WHAT TO PRODUCE:
In the entries that follow, count each line containing "planter" and state the total, nothing more.

+---+

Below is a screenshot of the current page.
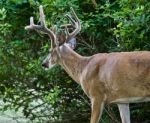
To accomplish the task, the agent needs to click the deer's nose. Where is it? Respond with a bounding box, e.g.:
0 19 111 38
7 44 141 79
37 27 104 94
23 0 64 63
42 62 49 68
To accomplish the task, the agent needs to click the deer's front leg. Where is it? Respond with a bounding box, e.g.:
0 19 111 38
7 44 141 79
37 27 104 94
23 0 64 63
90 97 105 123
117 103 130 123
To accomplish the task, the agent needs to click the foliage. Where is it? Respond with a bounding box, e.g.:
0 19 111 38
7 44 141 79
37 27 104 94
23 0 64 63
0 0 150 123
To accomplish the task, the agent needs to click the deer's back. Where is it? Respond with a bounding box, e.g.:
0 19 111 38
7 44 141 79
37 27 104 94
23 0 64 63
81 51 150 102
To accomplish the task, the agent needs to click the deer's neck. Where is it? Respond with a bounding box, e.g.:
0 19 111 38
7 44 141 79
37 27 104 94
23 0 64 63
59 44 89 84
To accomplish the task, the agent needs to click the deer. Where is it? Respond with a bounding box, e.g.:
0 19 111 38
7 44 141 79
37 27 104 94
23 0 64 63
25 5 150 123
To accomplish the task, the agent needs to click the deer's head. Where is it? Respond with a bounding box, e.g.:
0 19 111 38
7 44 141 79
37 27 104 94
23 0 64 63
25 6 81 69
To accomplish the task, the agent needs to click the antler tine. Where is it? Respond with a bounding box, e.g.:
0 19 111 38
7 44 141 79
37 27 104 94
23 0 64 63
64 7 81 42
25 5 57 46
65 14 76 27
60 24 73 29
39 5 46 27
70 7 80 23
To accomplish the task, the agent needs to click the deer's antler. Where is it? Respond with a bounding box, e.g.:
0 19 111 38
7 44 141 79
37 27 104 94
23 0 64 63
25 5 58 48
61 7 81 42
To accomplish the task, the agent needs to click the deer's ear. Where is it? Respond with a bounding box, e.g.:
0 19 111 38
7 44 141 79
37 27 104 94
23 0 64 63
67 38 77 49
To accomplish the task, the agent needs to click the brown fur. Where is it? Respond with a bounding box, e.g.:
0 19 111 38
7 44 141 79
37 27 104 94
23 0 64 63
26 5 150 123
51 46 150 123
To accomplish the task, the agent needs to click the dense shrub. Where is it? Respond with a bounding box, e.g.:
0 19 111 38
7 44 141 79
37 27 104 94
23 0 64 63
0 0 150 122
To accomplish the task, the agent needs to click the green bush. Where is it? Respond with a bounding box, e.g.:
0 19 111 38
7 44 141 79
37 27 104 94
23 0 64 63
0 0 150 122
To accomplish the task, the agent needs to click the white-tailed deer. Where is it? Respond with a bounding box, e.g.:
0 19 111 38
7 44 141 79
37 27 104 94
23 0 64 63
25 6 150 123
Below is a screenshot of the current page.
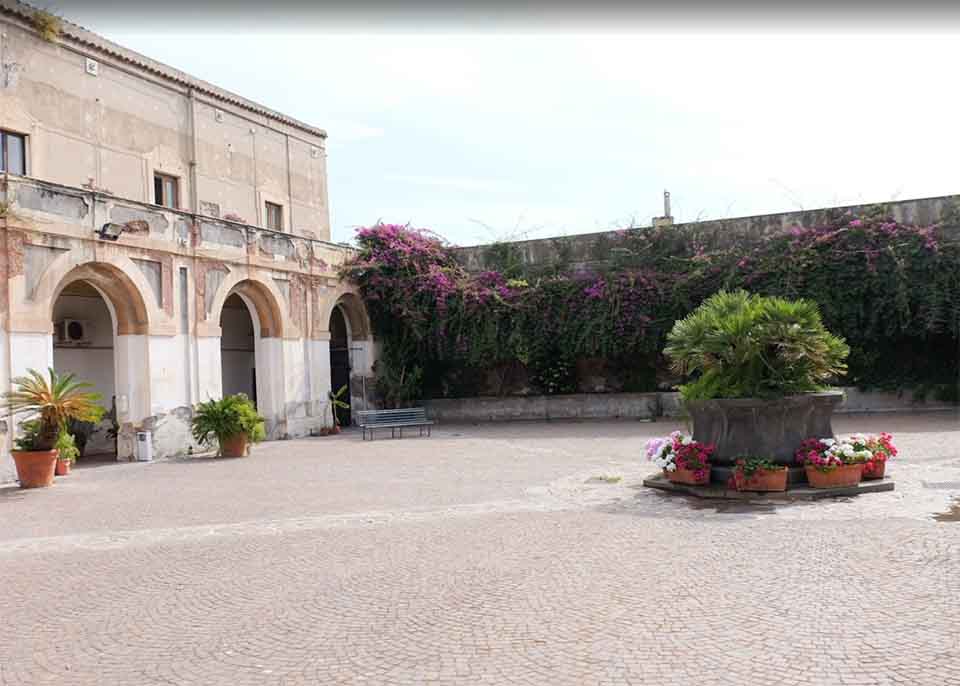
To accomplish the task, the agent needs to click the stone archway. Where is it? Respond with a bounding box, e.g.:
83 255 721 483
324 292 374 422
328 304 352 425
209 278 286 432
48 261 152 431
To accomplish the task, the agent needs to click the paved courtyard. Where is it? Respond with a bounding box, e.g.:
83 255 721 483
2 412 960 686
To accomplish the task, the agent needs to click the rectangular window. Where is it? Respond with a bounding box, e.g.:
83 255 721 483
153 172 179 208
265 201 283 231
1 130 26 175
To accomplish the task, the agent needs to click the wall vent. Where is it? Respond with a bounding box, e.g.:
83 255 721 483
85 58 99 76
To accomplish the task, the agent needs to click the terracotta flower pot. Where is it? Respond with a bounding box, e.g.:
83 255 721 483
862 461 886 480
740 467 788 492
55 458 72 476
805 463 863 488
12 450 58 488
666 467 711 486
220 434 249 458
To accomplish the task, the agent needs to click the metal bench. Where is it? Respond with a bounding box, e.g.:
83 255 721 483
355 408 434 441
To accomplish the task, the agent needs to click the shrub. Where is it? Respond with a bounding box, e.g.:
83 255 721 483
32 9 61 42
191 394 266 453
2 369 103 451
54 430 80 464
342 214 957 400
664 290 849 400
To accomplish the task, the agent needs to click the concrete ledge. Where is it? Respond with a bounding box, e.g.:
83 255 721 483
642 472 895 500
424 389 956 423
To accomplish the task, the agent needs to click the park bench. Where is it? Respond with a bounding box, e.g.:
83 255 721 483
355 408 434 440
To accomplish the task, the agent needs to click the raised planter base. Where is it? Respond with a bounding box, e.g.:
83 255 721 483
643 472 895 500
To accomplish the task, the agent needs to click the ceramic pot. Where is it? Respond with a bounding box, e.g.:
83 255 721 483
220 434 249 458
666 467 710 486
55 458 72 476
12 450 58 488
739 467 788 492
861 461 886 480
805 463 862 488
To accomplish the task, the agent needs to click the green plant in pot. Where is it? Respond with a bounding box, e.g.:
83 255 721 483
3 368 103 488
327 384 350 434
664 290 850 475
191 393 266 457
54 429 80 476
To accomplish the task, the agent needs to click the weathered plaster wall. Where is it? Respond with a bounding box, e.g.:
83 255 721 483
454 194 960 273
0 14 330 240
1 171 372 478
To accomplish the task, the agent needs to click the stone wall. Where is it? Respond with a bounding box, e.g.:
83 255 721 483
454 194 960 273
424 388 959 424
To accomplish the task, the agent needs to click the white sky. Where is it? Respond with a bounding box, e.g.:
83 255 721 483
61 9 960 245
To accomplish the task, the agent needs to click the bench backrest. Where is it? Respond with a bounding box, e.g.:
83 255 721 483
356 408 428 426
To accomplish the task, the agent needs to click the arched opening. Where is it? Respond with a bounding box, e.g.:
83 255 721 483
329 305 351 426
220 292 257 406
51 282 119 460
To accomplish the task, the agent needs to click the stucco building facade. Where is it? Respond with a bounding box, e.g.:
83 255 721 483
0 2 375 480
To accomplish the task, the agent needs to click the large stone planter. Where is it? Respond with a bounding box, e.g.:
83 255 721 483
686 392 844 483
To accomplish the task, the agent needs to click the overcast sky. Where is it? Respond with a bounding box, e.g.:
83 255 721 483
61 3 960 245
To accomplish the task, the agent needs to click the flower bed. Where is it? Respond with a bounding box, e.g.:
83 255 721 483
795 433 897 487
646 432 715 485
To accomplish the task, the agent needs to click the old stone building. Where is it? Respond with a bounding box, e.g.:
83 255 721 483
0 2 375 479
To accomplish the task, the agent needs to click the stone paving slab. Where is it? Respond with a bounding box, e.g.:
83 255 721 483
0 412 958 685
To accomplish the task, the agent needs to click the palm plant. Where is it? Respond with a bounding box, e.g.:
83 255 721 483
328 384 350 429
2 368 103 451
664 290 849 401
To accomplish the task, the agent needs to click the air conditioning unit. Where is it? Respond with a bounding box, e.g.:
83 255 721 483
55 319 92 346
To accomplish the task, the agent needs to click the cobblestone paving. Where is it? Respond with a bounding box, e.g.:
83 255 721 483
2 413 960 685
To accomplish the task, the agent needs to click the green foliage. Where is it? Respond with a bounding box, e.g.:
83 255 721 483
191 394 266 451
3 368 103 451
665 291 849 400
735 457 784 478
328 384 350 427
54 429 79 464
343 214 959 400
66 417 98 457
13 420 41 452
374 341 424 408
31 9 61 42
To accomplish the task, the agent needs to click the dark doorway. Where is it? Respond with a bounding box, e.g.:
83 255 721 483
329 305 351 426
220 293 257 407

+---+

SOLUTION:
2